- [Problem to solve] From the first line to the last, reproduce the records exactly as they appear below.

----- Information -----

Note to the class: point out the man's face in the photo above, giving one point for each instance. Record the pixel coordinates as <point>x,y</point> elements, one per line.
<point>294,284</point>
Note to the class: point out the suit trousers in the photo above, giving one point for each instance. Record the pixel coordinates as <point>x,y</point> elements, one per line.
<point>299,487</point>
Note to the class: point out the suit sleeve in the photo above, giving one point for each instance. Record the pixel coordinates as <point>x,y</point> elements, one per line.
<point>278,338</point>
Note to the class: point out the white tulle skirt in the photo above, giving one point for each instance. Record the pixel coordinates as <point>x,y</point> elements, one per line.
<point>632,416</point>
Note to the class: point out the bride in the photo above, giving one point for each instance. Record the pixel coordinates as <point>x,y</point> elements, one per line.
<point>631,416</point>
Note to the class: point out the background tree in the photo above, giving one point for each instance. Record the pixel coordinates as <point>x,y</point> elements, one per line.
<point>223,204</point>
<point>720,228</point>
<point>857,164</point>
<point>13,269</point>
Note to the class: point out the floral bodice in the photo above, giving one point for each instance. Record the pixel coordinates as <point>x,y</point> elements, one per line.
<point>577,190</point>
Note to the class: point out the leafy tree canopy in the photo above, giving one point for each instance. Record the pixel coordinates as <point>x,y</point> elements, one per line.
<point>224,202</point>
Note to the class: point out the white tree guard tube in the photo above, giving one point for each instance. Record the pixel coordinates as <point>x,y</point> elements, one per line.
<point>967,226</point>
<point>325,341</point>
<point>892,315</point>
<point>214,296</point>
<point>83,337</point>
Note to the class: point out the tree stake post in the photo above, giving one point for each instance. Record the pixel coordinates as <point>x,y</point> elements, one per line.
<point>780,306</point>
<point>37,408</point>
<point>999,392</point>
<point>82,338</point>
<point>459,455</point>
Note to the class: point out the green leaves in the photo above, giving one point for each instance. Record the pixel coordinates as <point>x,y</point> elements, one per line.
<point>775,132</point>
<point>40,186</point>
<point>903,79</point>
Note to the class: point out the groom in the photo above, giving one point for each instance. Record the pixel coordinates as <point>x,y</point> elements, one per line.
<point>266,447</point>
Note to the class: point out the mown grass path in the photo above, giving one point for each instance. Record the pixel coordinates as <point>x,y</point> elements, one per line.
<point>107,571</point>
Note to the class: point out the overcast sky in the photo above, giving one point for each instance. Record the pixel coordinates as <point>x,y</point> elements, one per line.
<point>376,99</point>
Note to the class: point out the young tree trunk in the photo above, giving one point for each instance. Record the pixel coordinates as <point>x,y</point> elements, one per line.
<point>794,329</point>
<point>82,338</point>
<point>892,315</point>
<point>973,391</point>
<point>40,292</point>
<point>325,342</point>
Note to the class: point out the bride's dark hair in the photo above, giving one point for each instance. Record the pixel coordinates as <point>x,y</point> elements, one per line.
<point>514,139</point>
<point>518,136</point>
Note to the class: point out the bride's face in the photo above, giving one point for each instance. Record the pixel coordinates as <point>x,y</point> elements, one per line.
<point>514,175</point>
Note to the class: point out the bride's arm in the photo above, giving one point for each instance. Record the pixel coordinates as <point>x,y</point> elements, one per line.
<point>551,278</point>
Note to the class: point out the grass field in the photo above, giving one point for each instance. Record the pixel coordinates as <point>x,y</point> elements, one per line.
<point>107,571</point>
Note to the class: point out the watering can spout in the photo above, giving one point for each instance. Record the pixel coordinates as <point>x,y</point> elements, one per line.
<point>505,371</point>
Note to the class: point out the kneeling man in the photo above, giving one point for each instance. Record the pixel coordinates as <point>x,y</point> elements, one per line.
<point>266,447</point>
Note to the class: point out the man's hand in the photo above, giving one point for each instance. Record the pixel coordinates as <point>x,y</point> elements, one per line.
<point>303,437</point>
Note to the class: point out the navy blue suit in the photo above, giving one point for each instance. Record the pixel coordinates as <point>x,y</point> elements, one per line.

-----

- [Reply]
Note to the class: point out the man's face in the photo above, giving one point for each instance. Record the pixel coordinates as <point>x,y</point> elements, one per line.
<point>294,284</point>
Note to the class: point out the suit trousers in the photo above, giving one point for each instance. Record the pixel coordinates as <point>x,y</point> elements, one per line.
<point>299,487</point>
Note to the class: point out the suit sleeve in the photo above, giving one point for each instance. Record the pixel coordinates as <point>x,y</point> elements, one per line.
<point>278,338</point>
Note to the class: point out the white tulle skirt in the photo above, giving one point for each instance. Record the pixel coordinates as <point>x,y</point> elements, one per line.
<point>632,416</point>
Note to the class: point out the bride in the photo above, giving one point for each instance. Record the pixel coordinates as <point>x,y</point> elements, one per line.
<point>631,416</point>
Note to the class: point out the background tree in the photo above, giving one point for each instance. Record the pixel coordinates as <point>x,y</point> elements, one per line.
<point>223,204</point>
<point>720,228</point>
<point>857,164</point>
<point>13,269</point>
Note to the class: point out the floral bodice in the photo above, giving one point for each instance. Record the pixel coordinates as <point>x,y</point> elements, one per line.
<point>577,190</point>
Note to the class: point out the leafy tree canopy in the photo above, giving one point for each instance. Record the pixel coordinates as <point>x,y</point> elements, one per line.
<point>224,202</point>
Note to the class: point out the white tree guard tube in the photo above, giving one point for each instance. Record the pixel coordinates as <point>x,y</point> elements, one per line.
<point>967,226</point>
<point>325,341</point>
<point>892,315</point>
<point>214,296</point>
<point>83,337</point>
Note to the class: point out the tree stake post in the photo above, giving one point for each instance. Record the pixel coordinates as <point>x,y</point> elements, one per line.
<point>780,306</point>
<point>37,408</point>
<point>999,392</point>
<point>82,338</point>
<point>459,455</point>
Note to the class: point out the green leaves in the photo above, giving one point for each instance. Record the pixel coordinates as <point>x,y</point> elements, one per line.
<point>775,132</point>
<point>40,186</point>
<point>903,79</point>
Note to the class: point out the groom in the photo above, giving one point for each instance. Record the pixel coordinates as <point>x,y</point> elements, one per line.
<point>266,447</point>
Note to the class: point out the mown grass path in the photo above, giving one point for each instance. Record the pixel coordinates as <point>x,y</point> elements, one per line.
<point>107,571</point>
Note to the class: point out the overcast sky in the photo above, giving one point for each instance. Record the pixel coordinates as <point>x,y</point> elements, one per line.
<point>376,99</point>
Note to the class: point out the young tree trunk in the photo above, giving one point for each instance. Record the pixel coordinates as <point>x,y</point> elements, one per line.
<point>794,329</point>
<point>82,338</point>
<point>892,315</point>
<point>973,391</point>
<point>40,292</point>
<point>325,342</point>
Note to the class: point out the bride's dark hair in the photo above, giving one point for each instance. Record the pixel coordinates as <point>x,y</point> elements, one per line.
<point>514,139</point>
<point>518,136</point>
Note to the class: point out the bride's face in the photo above, giving one point for each instance. Record the pixel coordinates as <point>x,y</point> elements, one per line.
<point>514,175</point>
Note to the class: point out the bride's arm in the photo above, giving one point for each instance. Record the pixel coordinates as <point>x,y</point> elements, one per line.
<point>551,278</point>
Note to the class: point out the grass field in the photo above, giving one point for each instance. Record the pixel coordinates as <point>x,y</point> elements, one per line.
<point>107,571</point>
Note to the class: point out the watering can spout in the photo above, giving one point for each instance. Record the pixel coordinates as <point>x,y</point> elements, one per line.
<point>505,371</point>
Note to the class: point out the kneeling man in the photo above, giving one point for each instance. Record the pixel coordinates as <point>x,y</point> elements, one per line.
<point>266,447</point>
Note to the class: point out the man's hand in the photo above, giving one point for each instance. Record the pixel coordinates as <point>x,y</point> elements, one per line.
<point>303,437</point>
Note to the class: point out the navy blue suit in the photo above, giving one point for each instance. Record the pixel coordinates as <point>x,y</point> elements, one per line.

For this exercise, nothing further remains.